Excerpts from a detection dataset
▶

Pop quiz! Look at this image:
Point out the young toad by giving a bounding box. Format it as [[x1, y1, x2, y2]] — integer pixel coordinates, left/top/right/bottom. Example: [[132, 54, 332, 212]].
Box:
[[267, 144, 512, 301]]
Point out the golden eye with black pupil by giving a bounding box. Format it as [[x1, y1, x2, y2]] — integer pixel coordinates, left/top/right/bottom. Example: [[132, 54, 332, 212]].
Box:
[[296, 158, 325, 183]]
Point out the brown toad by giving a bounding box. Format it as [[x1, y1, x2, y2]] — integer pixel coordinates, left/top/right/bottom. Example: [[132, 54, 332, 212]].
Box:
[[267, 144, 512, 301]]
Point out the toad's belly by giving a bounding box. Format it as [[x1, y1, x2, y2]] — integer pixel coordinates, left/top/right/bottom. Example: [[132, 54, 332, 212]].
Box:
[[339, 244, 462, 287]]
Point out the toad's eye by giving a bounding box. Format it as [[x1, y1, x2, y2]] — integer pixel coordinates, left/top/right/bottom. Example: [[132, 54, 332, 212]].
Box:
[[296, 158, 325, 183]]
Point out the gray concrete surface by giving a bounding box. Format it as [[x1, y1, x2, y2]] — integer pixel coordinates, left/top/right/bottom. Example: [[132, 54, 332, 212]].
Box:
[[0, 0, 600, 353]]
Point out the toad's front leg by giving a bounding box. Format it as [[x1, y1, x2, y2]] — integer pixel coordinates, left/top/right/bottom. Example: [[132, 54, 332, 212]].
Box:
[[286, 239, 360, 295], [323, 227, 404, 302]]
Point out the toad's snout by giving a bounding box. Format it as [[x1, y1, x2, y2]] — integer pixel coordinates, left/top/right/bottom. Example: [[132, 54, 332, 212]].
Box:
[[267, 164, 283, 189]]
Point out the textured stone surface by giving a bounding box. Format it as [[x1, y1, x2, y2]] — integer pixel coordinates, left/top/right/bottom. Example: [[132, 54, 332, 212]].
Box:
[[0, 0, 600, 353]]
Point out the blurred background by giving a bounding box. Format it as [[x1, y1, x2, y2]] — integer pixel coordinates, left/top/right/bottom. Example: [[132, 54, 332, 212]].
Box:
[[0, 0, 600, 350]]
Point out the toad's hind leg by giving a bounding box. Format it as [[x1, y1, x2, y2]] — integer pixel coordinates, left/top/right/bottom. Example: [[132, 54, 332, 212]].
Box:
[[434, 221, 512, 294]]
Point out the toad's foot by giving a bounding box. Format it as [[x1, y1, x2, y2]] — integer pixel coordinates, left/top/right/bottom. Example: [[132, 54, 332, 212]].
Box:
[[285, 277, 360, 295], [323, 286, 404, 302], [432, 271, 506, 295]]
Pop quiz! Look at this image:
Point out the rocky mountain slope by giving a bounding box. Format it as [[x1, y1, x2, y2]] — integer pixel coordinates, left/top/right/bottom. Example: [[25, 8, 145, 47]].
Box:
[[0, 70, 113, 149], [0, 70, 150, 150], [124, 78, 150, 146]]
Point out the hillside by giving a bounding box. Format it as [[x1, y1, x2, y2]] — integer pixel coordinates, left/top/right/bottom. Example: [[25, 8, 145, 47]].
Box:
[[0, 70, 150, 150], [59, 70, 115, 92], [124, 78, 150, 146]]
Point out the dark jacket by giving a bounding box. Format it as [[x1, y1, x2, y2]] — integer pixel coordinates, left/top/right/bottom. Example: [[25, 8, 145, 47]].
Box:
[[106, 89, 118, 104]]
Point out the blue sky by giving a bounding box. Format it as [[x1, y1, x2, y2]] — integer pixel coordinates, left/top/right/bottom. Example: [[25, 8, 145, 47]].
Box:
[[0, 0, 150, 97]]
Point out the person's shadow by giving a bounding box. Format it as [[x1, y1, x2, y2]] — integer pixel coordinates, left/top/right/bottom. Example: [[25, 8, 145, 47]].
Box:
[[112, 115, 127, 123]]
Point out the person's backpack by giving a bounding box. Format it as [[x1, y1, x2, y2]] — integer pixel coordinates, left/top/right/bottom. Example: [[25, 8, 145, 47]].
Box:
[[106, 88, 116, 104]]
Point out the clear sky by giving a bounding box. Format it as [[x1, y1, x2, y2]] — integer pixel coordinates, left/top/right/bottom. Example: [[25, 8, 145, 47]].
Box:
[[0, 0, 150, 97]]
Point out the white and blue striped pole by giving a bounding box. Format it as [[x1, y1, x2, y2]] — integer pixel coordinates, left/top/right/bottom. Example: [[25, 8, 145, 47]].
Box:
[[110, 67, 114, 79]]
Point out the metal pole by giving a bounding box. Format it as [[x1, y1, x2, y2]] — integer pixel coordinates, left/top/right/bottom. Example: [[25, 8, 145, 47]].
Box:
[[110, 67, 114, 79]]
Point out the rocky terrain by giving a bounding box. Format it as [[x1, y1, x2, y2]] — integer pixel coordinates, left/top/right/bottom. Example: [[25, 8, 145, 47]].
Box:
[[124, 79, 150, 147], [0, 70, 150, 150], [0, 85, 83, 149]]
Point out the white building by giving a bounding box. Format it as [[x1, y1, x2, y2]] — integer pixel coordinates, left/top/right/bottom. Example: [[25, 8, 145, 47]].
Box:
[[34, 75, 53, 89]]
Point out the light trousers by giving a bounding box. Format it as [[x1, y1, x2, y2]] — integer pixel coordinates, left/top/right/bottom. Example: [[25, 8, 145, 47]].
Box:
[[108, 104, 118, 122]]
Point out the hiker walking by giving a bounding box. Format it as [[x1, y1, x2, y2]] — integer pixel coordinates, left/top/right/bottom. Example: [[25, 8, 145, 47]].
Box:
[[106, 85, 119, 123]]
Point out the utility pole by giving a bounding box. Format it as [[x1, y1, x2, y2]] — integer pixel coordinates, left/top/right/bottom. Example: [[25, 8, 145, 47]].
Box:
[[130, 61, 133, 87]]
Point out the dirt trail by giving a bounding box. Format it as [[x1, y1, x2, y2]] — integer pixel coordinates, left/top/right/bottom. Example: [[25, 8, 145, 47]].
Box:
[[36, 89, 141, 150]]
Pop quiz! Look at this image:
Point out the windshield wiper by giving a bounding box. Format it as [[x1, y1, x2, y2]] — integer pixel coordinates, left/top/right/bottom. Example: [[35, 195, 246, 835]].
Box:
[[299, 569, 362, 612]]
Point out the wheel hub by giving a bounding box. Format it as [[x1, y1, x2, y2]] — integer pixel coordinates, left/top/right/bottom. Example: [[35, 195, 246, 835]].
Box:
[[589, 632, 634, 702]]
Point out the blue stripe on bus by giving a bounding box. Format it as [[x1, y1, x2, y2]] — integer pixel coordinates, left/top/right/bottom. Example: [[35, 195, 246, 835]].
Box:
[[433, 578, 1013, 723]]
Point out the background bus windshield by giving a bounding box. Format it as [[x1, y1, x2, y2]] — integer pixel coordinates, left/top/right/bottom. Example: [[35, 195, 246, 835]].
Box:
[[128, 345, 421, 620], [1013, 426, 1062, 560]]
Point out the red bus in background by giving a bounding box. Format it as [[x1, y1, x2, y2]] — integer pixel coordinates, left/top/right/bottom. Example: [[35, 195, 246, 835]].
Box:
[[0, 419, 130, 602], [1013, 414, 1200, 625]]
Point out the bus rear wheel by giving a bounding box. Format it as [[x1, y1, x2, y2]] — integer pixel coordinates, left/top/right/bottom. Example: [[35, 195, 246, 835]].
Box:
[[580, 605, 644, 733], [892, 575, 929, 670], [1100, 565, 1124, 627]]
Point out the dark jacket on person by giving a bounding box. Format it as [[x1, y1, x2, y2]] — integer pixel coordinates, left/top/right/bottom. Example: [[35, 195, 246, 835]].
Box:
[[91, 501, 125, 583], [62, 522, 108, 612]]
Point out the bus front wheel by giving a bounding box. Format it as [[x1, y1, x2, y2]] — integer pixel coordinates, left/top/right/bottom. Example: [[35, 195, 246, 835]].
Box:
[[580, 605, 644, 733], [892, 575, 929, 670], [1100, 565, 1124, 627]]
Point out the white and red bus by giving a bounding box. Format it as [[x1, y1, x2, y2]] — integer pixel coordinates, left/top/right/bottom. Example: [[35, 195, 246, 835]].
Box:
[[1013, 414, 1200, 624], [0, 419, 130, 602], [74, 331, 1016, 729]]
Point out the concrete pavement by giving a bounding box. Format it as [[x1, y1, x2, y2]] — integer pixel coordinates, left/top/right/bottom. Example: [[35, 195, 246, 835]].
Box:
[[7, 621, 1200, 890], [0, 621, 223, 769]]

◀

▶ _WRITTEN PROBLEM_
Output the items as a two-column CSV with the columns text and answer, one row per item, each value in a single quoted field with line breaks replaced by spaces. Begin at the line that contains "Point out the hiker" and stop after the line that contains "[[299, 569, 362, 612]]".

▶ _FINAL RESULT_
text,answer
"Point out the hiker walking by giving a bounding box. Format it as [[x1, y1, x2, y2]] — integer pixel coordinates, left/top/right/bottom. Example: [[25, 8, 145, 47]]. Box:","[[106, 85, 119, 123]]"
"Point out the utility pole by giving a bounding box. Format it as [[x1, y1, x2, y2]] — integer pixel coordinates, left/top/right/bottom. Example: [[25, 8, 145, 47]]. Box:","[[130, 61, 133, 87]]"
"Point out the dirt trail by giving a bounding box. Format it as [[x1, y1, x2, y2]] — integer pixel coordinates, left/top/right/bottom. Example: [[25, 8, 145, 47]]. Box:","[[36, 89, 141, 150]]"
"Pop quiz! Look at this image: Point out the windshield wiper by giving a bounding box. Format it as [[x1, y1, x2, y2]] — integer pixel coordinates, left/top/right/bottom. Example: [[35, 195, 246, 835]]. Box:","[[299, 569, 362, 612]]"